§ **WRITTEN EXERCISE**:
List every line of the records that contains the word "foliage".
========================================
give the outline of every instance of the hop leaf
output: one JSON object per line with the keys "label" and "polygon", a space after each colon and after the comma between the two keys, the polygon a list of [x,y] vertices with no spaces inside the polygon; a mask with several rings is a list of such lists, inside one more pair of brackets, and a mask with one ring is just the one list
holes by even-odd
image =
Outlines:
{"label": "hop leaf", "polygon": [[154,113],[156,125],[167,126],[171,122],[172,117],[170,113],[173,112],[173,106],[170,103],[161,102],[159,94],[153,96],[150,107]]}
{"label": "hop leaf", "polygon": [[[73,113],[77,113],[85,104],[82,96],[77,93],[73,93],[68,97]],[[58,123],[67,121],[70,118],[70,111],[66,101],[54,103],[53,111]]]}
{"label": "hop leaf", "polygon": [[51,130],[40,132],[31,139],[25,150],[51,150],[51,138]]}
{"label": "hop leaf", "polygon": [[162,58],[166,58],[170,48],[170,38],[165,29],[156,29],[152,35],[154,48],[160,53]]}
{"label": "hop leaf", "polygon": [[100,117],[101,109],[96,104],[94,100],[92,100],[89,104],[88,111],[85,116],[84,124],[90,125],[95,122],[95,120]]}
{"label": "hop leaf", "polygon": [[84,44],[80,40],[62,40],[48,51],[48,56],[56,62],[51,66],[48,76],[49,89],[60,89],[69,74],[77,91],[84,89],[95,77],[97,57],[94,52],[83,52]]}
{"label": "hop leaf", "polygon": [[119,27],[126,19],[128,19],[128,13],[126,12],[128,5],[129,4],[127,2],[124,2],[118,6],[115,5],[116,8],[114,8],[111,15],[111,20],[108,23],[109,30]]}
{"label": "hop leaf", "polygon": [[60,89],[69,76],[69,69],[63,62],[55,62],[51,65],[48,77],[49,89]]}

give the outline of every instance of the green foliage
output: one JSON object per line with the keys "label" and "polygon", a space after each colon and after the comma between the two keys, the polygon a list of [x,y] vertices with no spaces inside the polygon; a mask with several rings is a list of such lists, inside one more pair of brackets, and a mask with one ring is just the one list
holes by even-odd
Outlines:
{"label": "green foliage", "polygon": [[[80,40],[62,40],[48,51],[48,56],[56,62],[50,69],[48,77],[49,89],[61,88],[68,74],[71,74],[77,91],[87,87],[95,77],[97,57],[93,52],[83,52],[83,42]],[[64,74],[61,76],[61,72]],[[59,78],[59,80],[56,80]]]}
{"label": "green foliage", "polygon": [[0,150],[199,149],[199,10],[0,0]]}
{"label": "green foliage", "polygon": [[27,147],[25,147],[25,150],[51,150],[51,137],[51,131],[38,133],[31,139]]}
========================================
§ **WORKED ANSWER**:
give the outline of every instance of the green foliage
{"label": "green foliage", "polygon": [[[80,40],[62,40],[48,51],[48,56],[56,62],[50,69],[48,77],[49,89],[61,88],[68,74],[71,74],[77,91],[87,87],[95,77],[97,57],[93,52],[83,52],[83,42]],[[64,74],[61,76],[61,72]],[[59,78],[59,80],[56,80]]]}
{"label": "green foliage", "polygon": [[0,150],[199,149],[199,10],[0,0]]}
{"label": "green foliage", "polygon": [[27,147],[25,147],[25,150],[51,150],[51,137],[51,131],[38,133],[31,139]]}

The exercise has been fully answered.